With the listing in front of you, retype it exactly.
◆ ◆ ◆ ◆
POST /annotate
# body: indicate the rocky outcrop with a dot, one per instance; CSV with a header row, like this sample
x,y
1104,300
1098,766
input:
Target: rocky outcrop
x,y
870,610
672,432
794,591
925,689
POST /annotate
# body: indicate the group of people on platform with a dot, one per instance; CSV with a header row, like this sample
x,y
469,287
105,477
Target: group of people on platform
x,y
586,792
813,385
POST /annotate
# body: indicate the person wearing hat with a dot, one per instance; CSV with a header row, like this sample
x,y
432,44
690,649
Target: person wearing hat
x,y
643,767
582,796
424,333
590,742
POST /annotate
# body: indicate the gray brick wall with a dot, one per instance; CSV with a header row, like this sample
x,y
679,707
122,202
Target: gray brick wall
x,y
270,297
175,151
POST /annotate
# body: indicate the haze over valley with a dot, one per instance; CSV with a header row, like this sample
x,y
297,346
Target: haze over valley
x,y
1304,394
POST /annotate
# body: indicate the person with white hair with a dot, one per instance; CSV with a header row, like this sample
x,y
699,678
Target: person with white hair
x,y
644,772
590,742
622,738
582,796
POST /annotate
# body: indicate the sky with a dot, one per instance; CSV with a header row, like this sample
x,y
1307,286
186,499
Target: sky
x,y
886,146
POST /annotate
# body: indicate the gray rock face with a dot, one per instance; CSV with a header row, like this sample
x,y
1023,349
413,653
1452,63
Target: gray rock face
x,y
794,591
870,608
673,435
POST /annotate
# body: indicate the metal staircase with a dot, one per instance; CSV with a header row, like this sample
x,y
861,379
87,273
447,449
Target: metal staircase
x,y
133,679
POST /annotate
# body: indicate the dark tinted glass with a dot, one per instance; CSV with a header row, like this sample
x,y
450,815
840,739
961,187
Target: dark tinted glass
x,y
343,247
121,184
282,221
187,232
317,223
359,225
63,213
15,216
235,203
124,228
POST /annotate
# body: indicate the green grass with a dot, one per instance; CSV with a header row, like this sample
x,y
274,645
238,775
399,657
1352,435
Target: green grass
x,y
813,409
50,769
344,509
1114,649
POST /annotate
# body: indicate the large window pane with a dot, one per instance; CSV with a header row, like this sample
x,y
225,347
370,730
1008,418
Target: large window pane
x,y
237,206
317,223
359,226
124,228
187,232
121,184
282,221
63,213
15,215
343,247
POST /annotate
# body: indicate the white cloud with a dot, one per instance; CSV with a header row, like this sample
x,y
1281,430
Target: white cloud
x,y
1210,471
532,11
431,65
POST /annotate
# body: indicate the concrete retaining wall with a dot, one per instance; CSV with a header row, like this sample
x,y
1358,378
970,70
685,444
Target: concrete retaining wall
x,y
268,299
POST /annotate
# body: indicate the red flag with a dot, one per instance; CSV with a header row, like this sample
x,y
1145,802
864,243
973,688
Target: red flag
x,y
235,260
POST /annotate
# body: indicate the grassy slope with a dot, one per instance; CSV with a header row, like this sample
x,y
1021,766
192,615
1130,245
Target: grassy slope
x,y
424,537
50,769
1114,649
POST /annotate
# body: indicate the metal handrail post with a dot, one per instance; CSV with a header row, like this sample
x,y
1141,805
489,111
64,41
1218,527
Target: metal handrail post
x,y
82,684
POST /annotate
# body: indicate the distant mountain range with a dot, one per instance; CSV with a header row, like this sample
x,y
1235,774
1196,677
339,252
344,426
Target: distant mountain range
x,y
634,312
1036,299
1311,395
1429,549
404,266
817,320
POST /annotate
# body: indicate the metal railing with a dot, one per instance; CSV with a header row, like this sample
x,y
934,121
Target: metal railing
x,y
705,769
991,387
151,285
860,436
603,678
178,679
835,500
◆ ◆ ◆ ◆
> **REPLY**
POST /annotate
# body: indicate the rocky outcrop with a dot, one per instance; CSV with a header row, like this sample
x,y
1104,300
1098,766
input:
Target: rocky outcrop
x,y
870,610
672,432
794,591
925,689
POST /annotate
# body: indicate the group of people on platform with a dot, one per instance; CSV with a header row, like this sample
x,y
469,287
105,477
Target: group of people on platform
x,y
586,792
813,385
POST /annotate
# body: indicate the person wearing hat with a dot, one per instance; CSV with a header row, like this sample
x,y
432,44
690,649
Target: person wearing hat
x,y
643,767
582,796
424,333
590,742
POST /annotate
# body: indicate the gray brick wall with a dot, one per instance; CSV with a header row, like this sample
x,y
679,707
122,202
Target: gray brick wall
x,y
270,297
175,151
POST /annotate
# body: indicate the haze over valley with a dot, one per instance; CSV with a header row, like this sample
x,y
297,346
Target: haze over valley
x,y
1304,394
POST /annotate
# body: indicate the person with white hair with a dot, one per instance; CSV with a header row, like this sample
x,y
699,678
Target: person with white hair
x,y
644,772
590,742
622,738
582,796
POST /annotate
# body: indicate the sky with a dot, one per instance; CSV with a header row, like this sample
x,y
1307,286
186,499
Target: sky
x,y
886,146
POST /annotate
# body: indicate the gray rock face with a dot, one per instance; CSV with a header row, like this sample
x,y
1023,349
413,653
1452,63
Target: gray rock face
x,y
794,591
870,608
673,435
POST /annotate
# body: indicate the metal staircase with a dot, one per instance; CSV with a header row, like this sample
x,y
861,379
87,273
447,449
Target: metal staircase
x,y
133,679
POST /annotate
# body: indicate the dark tinted glass with a dot, one per instance; CSV with a header row, like this sample
x,y
450,815
840,739
961,187
Target: dark tinted glass
x,y
343,247
121,184
282,221
187,232
317,223
359,225
63,213
15,216
235,203
124,228
POST /annotate
# body: indicate the green grass with a dot, one per instance; CSV with a header row, like this sample
x,y
274,645
238,775
399,657
1352,435
Target: green grass
x,y
813,409
50,769
344,509
1114,649
POST /annotate
# body: indicate the large window pane with a dot, one per instance; CSV with a header row, like this sample
x,y
225,347
370,730
1008,418
Target: large window pane
x,y
237,206
317,223
359,226
124,228
187,232
121,184
282,221
63,213
15,215
343,247
POST /annotate
# body: indicate the white cloud with a dot, one per instance; CSV with a header row, like this sample
x,y
1281,430
Target: white cloud
x,y
1210,471
532,11
431,65
POST /annotate
# body: indicate the concrete retaining wall with a dot, one per instance; CSV with a header row, like this sample
x,y
1358,378
970,70
685,444
Target: concrete retaining wall
x,y
268,299
POST /annotate
# body: indicate the red flag with a dot, one per instance; CSV with a header row, like this sample
x,y
1145,802
864,243
973,688
Target: red flag
x,y
235,260
POST /annotate
# body: indicate the grassy slope with a dot, one per instance; CSV with a header row, like this sample
x,y
1021,766
192,615
1130,245
Target: grassy slope
x,y
424,537
50,769
1114,649
POST /annotate
# body: indicate the metal handrail post with a dot, one per instance; CSV with a header row, like this sample
x,y
1141,805
489,111
64,41
1218,527
Target: metal handrail post
x,y
82,684
POST /annotate
# body: indicate the distant mountain range with a dot, one per instance; CSV with a header row, like this sample
x,y
1235,774
1196,677
339,252
344,426
Target: distant mountain range
x,y
634,312
1036,299
1311,395
1429,549
404,266
817,320
POST /annotate
# body: indicate the metal railing with a dot, one per instance; CSV with a header row, like this sample
x,y
934,121
Target: metal railing
x,y
705,769
991,387
151,285
860,436
603,678
178,679
835,500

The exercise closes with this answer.